- APPLY WHAT YOU READ
(a) Answer these from the peer review excerpt, one answer per line, marked the same way:
(i) What recommendation score does the first reviewer give the paper?
(ii) How many papers are in that reviewer's stack?
(iii) On how many datasets does Review #3 say the network was tested?
(b) Duplicate the peer review excerpt from "- Since many" up to and including "time of the developed network.".
(c) Pick up the peer review excerpt after its final line and continue it.

Although the performance of the proposed model is good, I do not see any new insights from this paper. Hence, the limited technical novelty of this paper led me to recommend probably reject (4) for this paper.
- What is the ranking of this paper in your review stack?
3
- Number of papers in your stack
5
- Reviewer confidence
Very confident
Review #3
- Please describe the contribution of the paper
This work presents a deeply supervised k-complete-bipartite network with asymmetric convolutions by integrating multi-scale features and asymmetric convolutional blocks. Experimental results on three datasets show that the proposed network outperforms state-of-the-art methods.
- Please list the main strengths of the paper; you should write about a novel formulation, an original way to use data, demonstration of clinical feasibility, a novel application, a particularly strong evaluation, or anything else that is a strong aspect of this work. Please provide details, for instance, if a method is novel, explain what aspect is novel and why this is interesting.
- This work presents a network to leverage multi-scale features and enhance the capability of standard convolutions for medical image segmentation.
- K complete bipartite network with asymmetric convolutions is devised to progressively extract and fuse multi-scale information.
- Selecting deep supervisions on different CBAC-Nets are designed to better assign deep supervision for medical image segmentation.
- Three datasets are introduced for segmentation and experimental results on three datasets verify the effectiveness of the developed network.
- Ablation study experiments are conducted to validate the effectiveness of major modules.
- Please list the main weaknesses of the paper. Please provide details, for instance, if you think a method is not novel, explain why and provide a reference to prior work.
- In the KCB-Net, how to select the K values? It is better to add an ablation study experiments to show the results with different K values.
- Since many CB-Nets are integrated together for enhancing medical segmentation performance, it is better to present the training time and testing time of the developed network.

- DATA TO EXAMINE

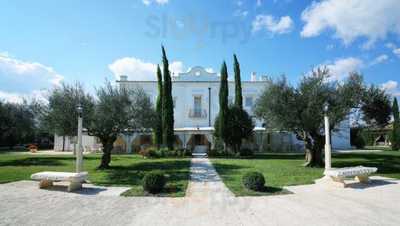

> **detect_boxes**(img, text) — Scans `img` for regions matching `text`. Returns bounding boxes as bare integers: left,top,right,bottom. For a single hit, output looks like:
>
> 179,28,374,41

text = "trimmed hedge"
143,171,167,194
242,172,265,191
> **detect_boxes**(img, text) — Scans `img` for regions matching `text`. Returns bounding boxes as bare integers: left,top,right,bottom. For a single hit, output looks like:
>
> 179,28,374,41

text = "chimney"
250,72,257,82
119,75,128,81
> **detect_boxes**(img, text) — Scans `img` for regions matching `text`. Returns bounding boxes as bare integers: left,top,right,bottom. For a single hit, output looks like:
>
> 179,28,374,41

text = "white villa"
54,66,351,153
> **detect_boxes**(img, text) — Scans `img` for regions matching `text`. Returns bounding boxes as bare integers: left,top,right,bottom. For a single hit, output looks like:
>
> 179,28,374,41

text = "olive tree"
44,83,94,151
255,68,363,167
88,82,154,169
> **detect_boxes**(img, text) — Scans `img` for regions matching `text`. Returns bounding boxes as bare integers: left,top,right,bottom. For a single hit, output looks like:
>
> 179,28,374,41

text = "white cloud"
301,0,400,47
381,80,398,92
381,80,400,96
0,53,64,102
233,9,249,18
0,90,23,103
326,44,335,50
204,67,215,73
393,48,400,57
169,61,186,76
252,15,293,34
385,42,396,49
0,54,64,85
142,0,168,5
318,57,364,80
385,42,400,57
108,57,185,81
370,54,389,66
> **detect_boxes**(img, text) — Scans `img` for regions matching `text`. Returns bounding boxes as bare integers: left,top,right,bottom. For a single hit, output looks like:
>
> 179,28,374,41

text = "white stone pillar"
76,113,83,173
324,114,331,171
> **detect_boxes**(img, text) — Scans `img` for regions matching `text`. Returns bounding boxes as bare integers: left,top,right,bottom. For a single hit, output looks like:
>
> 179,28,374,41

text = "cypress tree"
233,54,243,109
162,46,174,150
154,65,163,148
217,61,229,147
392,98,400,150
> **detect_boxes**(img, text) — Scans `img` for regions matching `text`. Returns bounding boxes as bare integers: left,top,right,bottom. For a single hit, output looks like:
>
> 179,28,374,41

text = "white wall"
119,67,266,128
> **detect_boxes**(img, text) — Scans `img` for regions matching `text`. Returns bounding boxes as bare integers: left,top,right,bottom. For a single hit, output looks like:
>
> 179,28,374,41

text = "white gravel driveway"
0,160,400,226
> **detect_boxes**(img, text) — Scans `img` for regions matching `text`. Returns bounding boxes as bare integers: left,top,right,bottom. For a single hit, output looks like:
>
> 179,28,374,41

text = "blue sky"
0,0,400,101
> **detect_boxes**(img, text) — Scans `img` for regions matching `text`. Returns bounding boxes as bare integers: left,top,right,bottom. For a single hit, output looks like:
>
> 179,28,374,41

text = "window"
193,96,201,117
245,97,253,108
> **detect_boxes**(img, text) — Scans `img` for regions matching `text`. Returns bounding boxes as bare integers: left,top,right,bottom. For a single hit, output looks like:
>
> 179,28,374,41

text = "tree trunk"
304,135,324,167
98,139,114,169
62,136,65,152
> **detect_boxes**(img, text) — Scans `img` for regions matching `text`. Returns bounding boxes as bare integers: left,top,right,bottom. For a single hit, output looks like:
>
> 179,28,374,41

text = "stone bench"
31,172,88,191
324,166,378,187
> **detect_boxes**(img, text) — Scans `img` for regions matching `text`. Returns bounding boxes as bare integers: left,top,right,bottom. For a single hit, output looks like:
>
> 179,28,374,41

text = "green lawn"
212,151,400,196
0,154,190,197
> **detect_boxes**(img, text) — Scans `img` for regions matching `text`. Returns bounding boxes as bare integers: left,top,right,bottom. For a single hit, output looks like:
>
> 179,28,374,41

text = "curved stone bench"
31,171,88,191
324,166,378,187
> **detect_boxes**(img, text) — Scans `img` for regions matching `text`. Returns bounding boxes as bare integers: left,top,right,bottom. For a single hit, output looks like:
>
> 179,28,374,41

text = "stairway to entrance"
192,145,208,158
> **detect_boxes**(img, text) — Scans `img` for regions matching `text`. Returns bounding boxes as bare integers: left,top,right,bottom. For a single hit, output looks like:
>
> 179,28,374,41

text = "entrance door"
193,134,203,145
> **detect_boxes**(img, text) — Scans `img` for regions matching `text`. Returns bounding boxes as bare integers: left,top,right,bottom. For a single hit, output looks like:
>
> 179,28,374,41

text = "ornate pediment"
174,66,220,81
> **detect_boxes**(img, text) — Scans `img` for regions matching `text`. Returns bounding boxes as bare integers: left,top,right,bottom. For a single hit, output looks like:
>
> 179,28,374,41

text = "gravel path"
0,159,400,226
186,158,234,199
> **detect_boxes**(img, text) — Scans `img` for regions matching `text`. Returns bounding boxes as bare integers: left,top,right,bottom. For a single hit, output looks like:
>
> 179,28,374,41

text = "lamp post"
76,104,83,173
324,103,332,172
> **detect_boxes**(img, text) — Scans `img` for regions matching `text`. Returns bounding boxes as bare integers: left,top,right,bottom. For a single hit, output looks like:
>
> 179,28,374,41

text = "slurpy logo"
145,13,251,46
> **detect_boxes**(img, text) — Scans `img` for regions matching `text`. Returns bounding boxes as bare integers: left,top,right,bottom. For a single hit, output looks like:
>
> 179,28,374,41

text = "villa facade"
55,66,350,153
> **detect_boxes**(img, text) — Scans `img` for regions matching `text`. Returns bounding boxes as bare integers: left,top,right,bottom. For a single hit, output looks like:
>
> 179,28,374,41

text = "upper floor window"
245,97,253,108
193,96,201,114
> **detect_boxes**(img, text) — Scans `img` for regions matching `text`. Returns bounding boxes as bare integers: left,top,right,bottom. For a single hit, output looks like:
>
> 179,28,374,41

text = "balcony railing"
189,109,207,118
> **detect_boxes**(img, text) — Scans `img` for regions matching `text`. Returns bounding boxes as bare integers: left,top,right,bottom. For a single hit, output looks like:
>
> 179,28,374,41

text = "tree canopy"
87,82,155,169
162,46,175,150
361,85,392,128
45,83,94,150
255,68,363,166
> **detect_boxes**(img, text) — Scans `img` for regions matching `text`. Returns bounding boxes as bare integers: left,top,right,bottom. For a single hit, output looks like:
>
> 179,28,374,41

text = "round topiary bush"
143,171,167,194
242,172,265,191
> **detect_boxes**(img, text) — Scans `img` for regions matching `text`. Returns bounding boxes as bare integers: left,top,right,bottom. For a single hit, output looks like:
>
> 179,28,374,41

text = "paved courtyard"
0,159,400,226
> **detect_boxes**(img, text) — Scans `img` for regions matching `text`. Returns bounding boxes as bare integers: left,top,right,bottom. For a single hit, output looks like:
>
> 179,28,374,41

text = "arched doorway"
187,134,211,150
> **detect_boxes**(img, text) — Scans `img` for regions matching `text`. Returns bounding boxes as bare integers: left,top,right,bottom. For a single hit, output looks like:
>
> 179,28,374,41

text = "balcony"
189,109,207,118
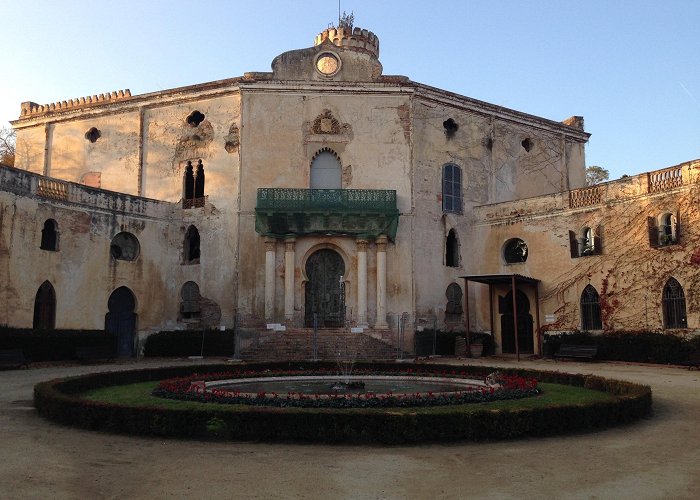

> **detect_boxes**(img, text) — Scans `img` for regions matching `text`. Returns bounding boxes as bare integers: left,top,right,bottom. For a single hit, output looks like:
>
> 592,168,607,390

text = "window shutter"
593,224,603,255
647,217,659,248
569,231,578,259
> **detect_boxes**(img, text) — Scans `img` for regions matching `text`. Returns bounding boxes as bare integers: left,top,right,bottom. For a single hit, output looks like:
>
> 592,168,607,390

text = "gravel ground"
0,359,700,499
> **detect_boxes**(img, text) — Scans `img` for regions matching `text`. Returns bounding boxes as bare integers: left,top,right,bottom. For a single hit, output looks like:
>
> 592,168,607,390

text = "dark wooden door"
304,249,345,328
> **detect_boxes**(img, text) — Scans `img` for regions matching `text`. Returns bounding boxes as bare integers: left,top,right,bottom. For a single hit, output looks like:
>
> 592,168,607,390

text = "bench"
554,344,598,359
75,345,114,362
0,349,29,368
681,351,700,370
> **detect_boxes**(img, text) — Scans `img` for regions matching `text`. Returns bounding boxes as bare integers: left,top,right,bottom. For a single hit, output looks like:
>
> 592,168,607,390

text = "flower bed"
34,362,651,444
153,369,540,408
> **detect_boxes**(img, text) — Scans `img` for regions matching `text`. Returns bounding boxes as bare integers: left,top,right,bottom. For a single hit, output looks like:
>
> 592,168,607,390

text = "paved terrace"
0,359,700,499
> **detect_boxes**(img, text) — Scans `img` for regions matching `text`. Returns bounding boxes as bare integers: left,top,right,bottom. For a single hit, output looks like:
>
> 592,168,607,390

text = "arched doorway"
500,290,535,354
105,286,136,357
304,249,345,328
32,281,56,330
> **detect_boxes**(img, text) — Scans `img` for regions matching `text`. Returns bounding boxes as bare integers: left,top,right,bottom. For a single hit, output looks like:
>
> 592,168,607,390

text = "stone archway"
105,286,137,357
304,248,345,328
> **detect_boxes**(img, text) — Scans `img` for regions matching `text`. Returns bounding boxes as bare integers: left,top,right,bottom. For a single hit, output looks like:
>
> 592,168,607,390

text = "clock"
316,52,340,76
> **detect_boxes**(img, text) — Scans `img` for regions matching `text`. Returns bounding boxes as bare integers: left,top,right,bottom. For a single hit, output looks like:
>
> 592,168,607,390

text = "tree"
0,127,16,167
586,165,610,186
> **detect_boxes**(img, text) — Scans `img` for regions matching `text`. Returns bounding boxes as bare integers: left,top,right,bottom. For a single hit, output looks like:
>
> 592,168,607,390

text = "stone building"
0,28,700,354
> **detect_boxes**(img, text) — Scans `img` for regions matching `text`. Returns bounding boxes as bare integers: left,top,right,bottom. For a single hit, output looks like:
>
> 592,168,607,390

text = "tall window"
32,281,56,330
182,160,206,208
311,148,343,189
445,283,463,323
39,219,58,252
445,229,459,267
442,163,462,214
581,285,603,331
662,278,688,328
180,281,200,319
182,226,199,264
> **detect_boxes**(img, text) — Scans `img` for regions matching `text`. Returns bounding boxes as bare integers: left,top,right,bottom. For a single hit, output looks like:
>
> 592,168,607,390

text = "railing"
569,186,601,208
256,188,397,213
647,166,683,193
36,178,69,200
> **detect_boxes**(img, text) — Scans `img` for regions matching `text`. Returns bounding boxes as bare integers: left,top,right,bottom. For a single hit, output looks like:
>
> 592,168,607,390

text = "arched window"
109,232,140,262
39,219,58,252
311,148,343,189
180,281,201,319
182,160,206,208
662,278,688,328
182,226,199,264
442,163,462,214
503,238,527,264
32,281,56,330
445,283,462,323
581,285,603,331
445,229,459,267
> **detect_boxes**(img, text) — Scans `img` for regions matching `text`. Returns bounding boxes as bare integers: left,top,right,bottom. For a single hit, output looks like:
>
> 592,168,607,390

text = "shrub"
34,362,651,443
144,330,234,357
0,327,117,362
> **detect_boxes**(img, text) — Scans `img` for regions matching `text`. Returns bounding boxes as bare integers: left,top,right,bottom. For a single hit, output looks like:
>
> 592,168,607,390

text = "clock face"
316,52,340,76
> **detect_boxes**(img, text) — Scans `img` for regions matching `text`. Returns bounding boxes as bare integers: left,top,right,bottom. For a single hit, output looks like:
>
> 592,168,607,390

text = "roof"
461,274,540,285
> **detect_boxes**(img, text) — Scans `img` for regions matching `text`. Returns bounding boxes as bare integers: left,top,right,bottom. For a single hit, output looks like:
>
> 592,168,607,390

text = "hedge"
544,332,700,364
0,327,117,362
34,362,651,443
144,330,234,357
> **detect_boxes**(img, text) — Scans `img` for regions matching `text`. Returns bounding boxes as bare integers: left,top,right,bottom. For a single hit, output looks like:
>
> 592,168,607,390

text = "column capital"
264,236,277,252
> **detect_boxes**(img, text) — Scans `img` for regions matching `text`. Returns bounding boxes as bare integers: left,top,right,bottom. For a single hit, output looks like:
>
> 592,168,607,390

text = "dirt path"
0,360,700,499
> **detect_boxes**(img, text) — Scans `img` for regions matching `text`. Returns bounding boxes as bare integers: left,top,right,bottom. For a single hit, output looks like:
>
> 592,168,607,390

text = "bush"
144,330,234,357
544,332,700,364
0,327,117,362
34,362,651,443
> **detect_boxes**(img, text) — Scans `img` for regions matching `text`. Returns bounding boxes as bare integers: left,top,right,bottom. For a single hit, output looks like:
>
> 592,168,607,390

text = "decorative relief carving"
311,109,340,134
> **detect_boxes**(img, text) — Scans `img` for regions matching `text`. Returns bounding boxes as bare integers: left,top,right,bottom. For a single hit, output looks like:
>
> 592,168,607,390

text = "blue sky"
0,0,700,179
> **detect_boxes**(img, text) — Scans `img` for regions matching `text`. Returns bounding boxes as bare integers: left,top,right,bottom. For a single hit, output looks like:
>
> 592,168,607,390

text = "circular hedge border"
34,362,651,444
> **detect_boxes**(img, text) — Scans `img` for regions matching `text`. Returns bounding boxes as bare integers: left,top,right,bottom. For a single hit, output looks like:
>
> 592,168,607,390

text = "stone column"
265,238,277,323
357,239,368,328
284,238,296,321
374,236,389,330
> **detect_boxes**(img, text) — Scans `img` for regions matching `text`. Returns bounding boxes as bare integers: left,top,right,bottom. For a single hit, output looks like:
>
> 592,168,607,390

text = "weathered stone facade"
16,28,684,358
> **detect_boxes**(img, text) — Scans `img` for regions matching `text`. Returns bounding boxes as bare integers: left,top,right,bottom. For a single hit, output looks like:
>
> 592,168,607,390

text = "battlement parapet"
20,89,131,119
314,28,379,58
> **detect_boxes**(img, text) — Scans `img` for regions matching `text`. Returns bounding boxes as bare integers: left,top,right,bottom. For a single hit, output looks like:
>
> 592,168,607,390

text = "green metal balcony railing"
255,188,399,240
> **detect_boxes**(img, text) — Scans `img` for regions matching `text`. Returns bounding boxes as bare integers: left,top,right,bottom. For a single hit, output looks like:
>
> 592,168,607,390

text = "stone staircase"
239,328,398,361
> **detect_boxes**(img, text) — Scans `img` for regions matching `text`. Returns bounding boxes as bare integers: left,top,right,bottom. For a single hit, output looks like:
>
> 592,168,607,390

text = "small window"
442,163,462,214
662,278,688,328
109,232,140,262
39,219,58,252
180,281,201,319
445,283,463,323
647,212,681,247
182,160,206,208
581,285,603,331
503,238,527,264
183,226,199,264
311,148,343,189
187,110,205,127
445,229,459,267
32,281,56,330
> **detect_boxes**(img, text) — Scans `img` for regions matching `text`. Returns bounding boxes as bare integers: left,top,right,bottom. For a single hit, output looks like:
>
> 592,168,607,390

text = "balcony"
255,188,399,240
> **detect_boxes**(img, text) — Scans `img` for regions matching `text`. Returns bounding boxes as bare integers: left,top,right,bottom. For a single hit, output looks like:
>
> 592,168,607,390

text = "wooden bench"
554,344,598,359
681,351,700,370
75,345,114,362
0,349,29,368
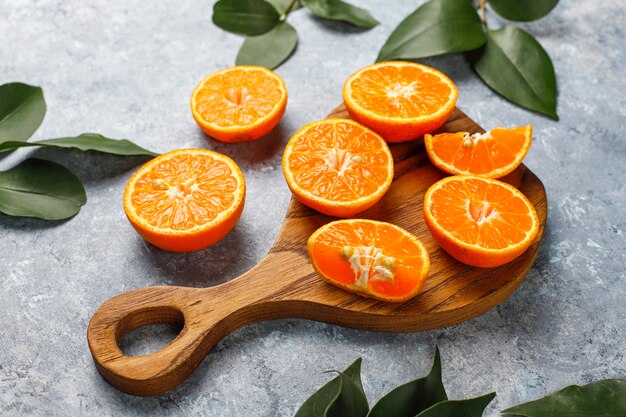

- ANSWERS TO THE PROBLEMS
(a)
(i) Probably reject (4)
(ii) 5
(iii) Three

(b)
- Since many CB-Nets are integrated together for enhancing medical segmentation performance, it is better to present the training time and testing time of the developed network.

(c)
- Please rate the clarity and organization of this paper
Very Good
- Please comment on the reproducibility of the paper. Note, that authors have filled out a reproducibility checklist upon submission. Please be aware that authors are not required to meet all criteria on the checklist - for instance, providing code and data is a plus, but not a requirement for acceptance
I think the readers can implement the developed network. A released code and their results on three datasets will help a lot.
- Please provide detailed and constructive comments for the authors. Please also refer to our Reviewer’s guide on what makes a good review: https://miccai2021.org/en/REVIEWER-GUIDELINES.html
As shown in Fig. 2, k = 2. What are the segmentation results if increasing the value of k?
- Please state your overall opinion of the paper
Probably accept (7)
- Please justify your recommendation. What were the major factors that led you to your overall score for this paper?
This work presents a k deeply supervised bipartite network with asymmetric convolutions for medical image segmentation. Experimental results on three data show that the developed network outperforms state-of-the-art methods. The authors are also suggested to resolve the raised weaknesses.
- What is the ranking of this paper in your review stack?
1
- Number of papers in your stack
5
- Reviewer confidence
Very confident
Primary Meta-Review
- Please provide your assessment of this work, taking into account all reviews. Summarize the key strengths and weaknesses of the paper and justify your recommendation. In case you deviate from the reviewers’ recommendations, explain in detail the reasons why. In case of an invitation for rebuttal, clarify which points are important to address in the rebuttal.
This paper presents a deeply supervised complete bipartite network with asymmetric convolutions for medical image segmentation. Experimental results on three datasets have demonstrated good performance. As reviewers mentioned, the proposed method seems to combine several existing tricks from the methodological view. Please address the following issues in the rebuttal: technical difference from existing methods (such as MDU-Net); small performance improvement magnitude while on relatively small test sets; ablation studies design on validating the effectiveness of major modules, etc.
- What is the ranking of this paper in your stack? Use a number between 1 (best paper in your stack) and n (worst paper in your stack of n papers).
9
Author Feedback
R4: Novelty?
- Comparison with known methods (MDU-Net, HR-Net, inception-v2, U-Net++). 1) Regarding complete-bipartite connections (CBC), the dense cross connection block in MDU-Net can be viewed as a special case of CBC, since it fuses only feature maps from neighboring higher and lower layers with current layer. Though CBC and HR-Net both use a multi-resolution fusion scheme, our CBC is built upon multi-resolution feature pyramid like U-Net and aggregates all-scale feature maps at each stage while HR-Net gradually expands in deeper stages. 2) On asymmetric convolutions (Convs), inception-v2 replaces nxn standard Conv by a 1xn Conv and an nx1 Conv to save computation cost. But, our ACB combines standard Conv with asymmetric Convs in parallel to learn richer heterogeneous representations. 3) On deep supervision (DS), U-Net++ uses DS at multiple semantic levels in one model; our model uses DS in multiple stages (see detailed explanation in Sec. 2.3 for new insight of how to employ DS). Will add comparison to these methods in final version.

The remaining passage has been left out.